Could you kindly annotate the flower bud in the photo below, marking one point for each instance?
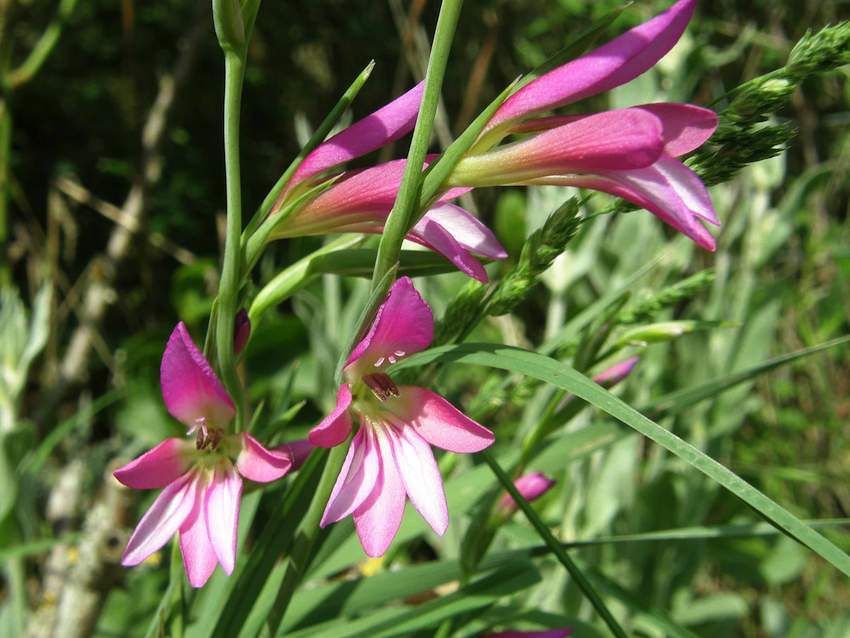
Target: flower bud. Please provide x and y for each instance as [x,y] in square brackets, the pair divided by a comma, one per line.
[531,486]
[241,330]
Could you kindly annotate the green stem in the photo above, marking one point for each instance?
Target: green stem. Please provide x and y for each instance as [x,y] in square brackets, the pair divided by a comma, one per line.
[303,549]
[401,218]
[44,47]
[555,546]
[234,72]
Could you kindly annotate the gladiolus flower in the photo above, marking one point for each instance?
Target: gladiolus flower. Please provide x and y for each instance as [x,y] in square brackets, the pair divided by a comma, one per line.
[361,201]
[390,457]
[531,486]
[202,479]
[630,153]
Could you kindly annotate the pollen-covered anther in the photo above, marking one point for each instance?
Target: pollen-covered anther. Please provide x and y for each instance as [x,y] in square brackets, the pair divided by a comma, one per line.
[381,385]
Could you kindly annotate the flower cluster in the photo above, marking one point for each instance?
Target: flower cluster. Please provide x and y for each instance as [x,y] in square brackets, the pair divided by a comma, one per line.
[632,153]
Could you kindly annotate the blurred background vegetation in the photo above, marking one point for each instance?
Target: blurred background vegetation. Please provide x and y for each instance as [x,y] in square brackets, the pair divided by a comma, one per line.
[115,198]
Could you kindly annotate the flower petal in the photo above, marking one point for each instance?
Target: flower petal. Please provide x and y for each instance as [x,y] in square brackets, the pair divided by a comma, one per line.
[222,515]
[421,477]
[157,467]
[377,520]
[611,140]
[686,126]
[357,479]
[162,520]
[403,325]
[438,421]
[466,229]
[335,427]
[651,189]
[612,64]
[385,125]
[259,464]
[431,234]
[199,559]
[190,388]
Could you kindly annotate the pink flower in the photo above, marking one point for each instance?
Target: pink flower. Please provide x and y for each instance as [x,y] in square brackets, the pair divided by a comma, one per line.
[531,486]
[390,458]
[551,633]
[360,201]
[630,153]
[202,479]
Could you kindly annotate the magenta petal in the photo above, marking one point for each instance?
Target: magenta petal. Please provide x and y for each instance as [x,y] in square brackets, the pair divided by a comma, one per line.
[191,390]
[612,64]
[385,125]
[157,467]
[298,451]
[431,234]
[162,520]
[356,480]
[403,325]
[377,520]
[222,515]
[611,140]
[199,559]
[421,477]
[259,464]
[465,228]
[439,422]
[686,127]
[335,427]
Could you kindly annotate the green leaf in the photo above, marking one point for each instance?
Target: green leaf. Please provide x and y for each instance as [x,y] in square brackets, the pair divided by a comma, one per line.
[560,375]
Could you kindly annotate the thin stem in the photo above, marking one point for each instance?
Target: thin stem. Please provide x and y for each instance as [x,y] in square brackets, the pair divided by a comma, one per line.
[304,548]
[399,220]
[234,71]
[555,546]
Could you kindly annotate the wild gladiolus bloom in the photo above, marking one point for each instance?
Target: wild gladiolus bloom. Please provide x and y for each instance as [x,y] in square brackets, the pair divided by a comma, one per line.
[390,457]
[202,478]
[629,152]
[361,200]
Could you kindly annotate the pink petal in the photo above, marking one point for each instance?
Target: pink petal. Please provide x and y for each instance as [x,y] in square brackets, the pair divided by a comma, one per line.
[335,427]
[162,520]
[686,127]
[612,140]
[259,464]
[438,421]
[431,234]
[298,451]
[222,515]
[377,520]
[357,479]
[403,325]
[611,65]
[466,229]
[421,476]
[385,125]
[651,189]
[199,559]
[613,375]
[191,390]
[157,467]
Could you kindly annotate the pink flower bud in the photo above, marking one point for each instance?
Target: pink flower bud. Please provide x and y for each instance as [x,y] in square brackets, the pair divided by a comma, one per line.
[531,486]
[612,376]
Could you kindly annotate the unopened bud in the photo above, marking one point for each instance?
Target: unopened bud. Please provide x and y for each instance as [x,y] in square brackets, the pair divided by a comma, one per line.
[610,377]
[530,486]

**Exercise requirements:** Copy every one of the entries above line for line, with no change to any word or figure. Leave the pictures out of your copy.

**Output below:**
Could you kindly annotate the flower bud in the photo below, marking one point for each instance?
Target: flower bud. Please provide x and y for each instance as [x,y] in square brackets, the pair divided by a comma, one per line.
[531,486]
[241,330]
Could you kindly annotate the green stem in the photo above, marking one point for each instance?
Target: green stem. Please provide x and y for each instance as [x,y] in square brackets, the pair divided by a comma, one per line.
[303,549]
[401,218]
[44,47]
[555,546]
[234,72]
Could you kindly annotate the gladiolus flower in the photo above, marking one point for each instance?
Target: gladiolus flower. Please provide x and y for each instance as [x,y] in square brackets, the pair divided by a comma, one per line.
[361,201]
[390,457]
[531,486]
[202,479]
[630,153]
Could you kindly annotate the pollen-covered anther in the photo above, marking one point for each instance?
Target: pollen-covered anther. Please provide x and y for each instance as [x,y] in square brackets, the pair divided by a comma, one per line.
[381,385]
Could you kindly annotate the flower cluster in the photo above, marking one point for each instance?
Target: flower cluster. Please provide x and y for each instance as [x,y] in square brackets, the pair divided by a comma, one per line.
[632,153]
Could you kindly annotate the blurred background vegetation in the photo above, marking one point for each instance?
Target: blurred background vegetation. Please provide x and y for each instance as [x,y] in square brackets, the pair divided by a comma, one per line.
[115,198]
Could you kindly annotate the flower petal in the photo above, marking one point for each instance?
Target: flower petal. Please provide x and y for each instance as [x,y] in square brackets, the pair divided by a comma, one per line.
[222,515]
[421,477]
[157,467]
[377,520]
[611,140]
[686,126]
[357,479]
[162,520]
[403,325]
[438,421]
[466,229]
[335,427]
[651,189]
[612,64]
[385,125]
[259,464]
[431,234]
[199,559]
[190,388]
Could you kindly annotate the pink flower in the photo above, marking one point for each instance?
Target: pink flower. Please provide x and y for each instance as [x,y] in square brackets, the pair divided by a comma, one per line.
[531,486]
[390,458]
[551,633]
[360,201]
[630,153]
[202,479]
Could you kindly annotate the magenta petal in the photo above, marking one point for each instance?
Target: magenta petal. Please provide x and y for each instance as [x,y] in square brackets, the pair divided by a comma, one per line.
[191,390]
[612,64]
[385,125]
[157,467]
[298,451]
[431,234]
[162,520]
[356,480]
[403,325]
[377,520]
[222,515]
[611,140]
[199,559]
[421,477]
[259,464]
[465,228]
[439,422]
[686,127]
[335,427]
Could you kindly annotate the green leaf in the photo above, marking one point for each instance?
Target: green leaf. Please provide x and y for each instance as [x,y] in square brackets, the pair divided by a comma, one per line.
[560,375]
Could you kindly annotate the thin stem in the photo above, marking one point for each instance?
Target: thin stem. Please provide x and y for each instance as [x,y] in square brackets, the pair divided by a comma, one per line.
[304,548]
[399,220]
[234,71]
[555,546]
Could you kindly annotate the wild gladiolus bloom in the photo above, marking one point for each instance?
Target: wild gladiolus bloom. Please provide x and y for each instance as [x,y] in square brackets, the pair divided by a comma, one per line.
[390,457]
[202,478]
[629,152]
[361,200]
Could you kindly annotate the pink petal in the photo above, marking one point for each instance?
Target: pink petal. Please provide x and y for each instance as [x,y] in square brackets, the pair divided by a comma, one per line.
[335,427]
[162,520]
[686,127]
[612,140]
[259,464]
[438,421]
[431,234]
[298,451]
[222,515]
[377,520]
[357,479]
[403,325]
[611,65]
[466,229]
[421,476]
[385,125]
[651,189]
[199,559]
[613,375]
[191,390]
[157,467]
Could you kindly annotate the pink flower bud in the photo above, marking one point for each instance?
Target: pink flower bud. Please provide x and y for each instance as [x,y] in square brackets, the pair divided by a comma, one per line.
[531,486]
[612,376]
Could you kindly annotate the unopened bud in the photo above, marking one point for each instance?
Target: unopened bud. Please provide x and y for each instance as [x,y] in square brackets, the pair divided by a comma, one per line.
[610,377]
[530,486]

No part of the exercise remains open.